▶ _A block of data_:
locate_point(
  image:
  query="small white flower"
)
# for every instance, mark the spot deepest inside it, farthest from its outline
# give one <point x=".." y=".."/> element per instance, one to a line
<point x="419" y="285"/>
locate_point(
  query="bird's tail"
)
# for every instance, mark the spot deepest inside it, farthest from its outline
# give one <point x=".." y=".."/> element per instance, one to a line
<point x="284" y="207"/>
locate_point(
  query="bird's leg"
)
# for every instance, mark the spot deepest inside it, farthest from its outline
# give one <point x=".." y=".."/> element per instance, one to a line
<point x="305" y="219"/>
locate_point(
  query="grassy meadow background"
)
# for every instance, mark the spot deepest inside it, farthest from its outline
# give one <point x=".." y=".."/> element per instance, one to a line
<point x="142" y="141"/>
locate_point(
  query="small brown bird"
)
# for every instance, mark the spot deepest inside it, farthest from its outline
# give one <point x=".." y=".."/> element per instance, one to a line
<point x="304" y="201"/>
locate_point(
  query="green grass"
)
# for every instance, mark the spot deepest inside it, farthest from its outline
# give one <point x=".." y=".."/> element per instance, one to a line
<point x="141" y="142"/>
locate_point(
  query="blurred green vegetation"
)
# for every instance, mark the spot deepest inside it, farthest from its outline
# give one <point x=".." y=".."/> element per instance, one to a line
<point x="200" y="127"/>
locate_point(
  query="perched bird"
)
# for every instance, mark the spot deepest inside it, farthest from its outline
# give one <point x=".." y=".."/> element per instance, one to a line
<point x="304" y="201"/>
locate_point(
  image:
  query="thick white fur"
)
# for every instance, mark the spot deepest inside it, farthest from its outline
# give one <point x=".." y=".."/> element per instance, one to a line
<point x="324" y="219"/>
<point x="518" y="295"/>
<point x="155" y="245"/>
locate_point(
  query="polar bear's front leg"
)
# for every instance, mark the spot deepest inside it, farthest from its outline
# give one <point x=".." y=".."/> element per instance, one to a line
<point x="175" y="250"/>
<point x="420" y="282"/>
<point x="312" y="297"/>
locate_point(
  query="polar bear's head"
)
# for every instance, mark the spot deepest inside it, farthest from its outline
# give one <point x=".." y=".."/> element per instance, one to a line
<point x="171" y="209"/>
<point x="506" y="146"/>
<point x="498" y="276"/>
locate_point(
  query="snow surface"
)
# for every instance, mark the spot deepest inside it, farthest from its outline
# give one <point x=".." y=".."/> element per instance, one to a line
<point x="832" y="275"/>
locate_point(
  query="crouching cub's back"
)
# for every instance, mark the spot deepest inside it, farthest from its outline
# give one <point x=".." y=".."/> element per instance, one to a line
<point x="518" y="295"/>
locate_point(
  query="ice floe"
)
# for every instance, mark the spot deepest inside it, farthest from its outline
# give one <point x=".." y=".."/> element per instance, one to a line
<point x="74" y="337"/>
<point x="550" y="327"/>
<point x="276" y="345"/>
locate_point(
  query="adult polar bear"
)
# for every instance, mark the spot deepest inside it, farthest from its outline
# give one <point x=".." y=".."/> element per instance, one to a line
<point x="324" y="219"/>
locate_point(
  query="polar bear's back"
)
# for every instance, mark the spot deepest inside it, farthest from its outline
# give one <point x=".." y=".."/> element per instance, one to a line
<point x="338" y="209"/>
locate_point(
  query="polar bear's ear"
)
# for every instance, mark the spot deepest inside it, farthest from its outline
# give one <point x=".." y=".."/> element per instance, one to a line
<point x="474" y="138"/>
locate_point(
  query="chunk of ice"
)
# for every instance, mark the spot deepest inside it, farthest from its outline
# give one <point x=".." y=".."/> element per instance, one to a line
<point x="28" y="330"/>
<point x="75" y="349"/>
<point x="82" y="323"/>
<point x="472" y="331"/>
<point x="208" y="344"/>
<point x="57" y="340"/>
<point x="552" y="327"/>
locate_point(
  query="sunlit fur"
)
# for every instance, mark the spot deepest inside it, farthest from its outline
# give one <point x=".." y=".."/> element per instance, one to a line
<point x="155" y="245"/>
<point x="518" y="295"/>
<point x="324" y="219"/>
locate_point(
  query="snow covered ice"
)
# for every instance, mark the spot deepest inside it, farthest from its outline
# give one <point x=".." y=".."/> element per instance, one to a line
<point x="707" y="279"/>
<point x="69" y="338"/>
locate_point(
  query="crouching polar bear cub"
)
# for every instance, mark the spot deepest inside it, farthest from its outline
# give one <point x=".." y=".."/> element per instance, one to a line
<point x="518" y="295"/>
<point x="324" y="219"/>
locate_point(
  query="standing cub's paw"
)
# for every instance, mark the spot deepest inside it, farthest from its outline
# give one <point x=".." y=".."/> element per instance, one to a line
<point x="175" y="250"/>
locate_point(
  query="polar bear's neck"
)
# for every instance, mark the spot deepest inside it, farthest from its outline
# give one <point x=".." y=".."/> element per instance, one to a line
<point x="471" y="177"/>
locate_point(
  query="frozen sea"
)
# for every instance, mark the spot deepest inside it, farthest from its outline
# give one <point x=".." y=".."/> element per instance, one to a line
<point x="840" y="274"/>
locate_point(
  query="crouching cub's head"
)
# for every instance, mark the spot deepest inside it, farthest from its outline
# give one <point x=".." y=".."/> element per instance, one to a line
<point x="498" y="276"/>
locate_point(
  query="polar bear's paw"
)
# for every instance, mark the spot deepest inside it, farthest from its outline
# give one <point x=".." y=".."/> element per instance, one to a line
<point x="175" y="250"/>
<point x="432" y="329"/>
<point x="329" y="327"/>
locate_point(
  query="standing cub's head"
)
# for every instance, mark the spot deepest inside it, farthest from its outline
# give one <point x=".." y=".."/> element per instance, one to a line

▶ _Your goal_: Please count the lines of the records above that contain the word "small", with case counting, and give only the number.

▶ _The reply_: 2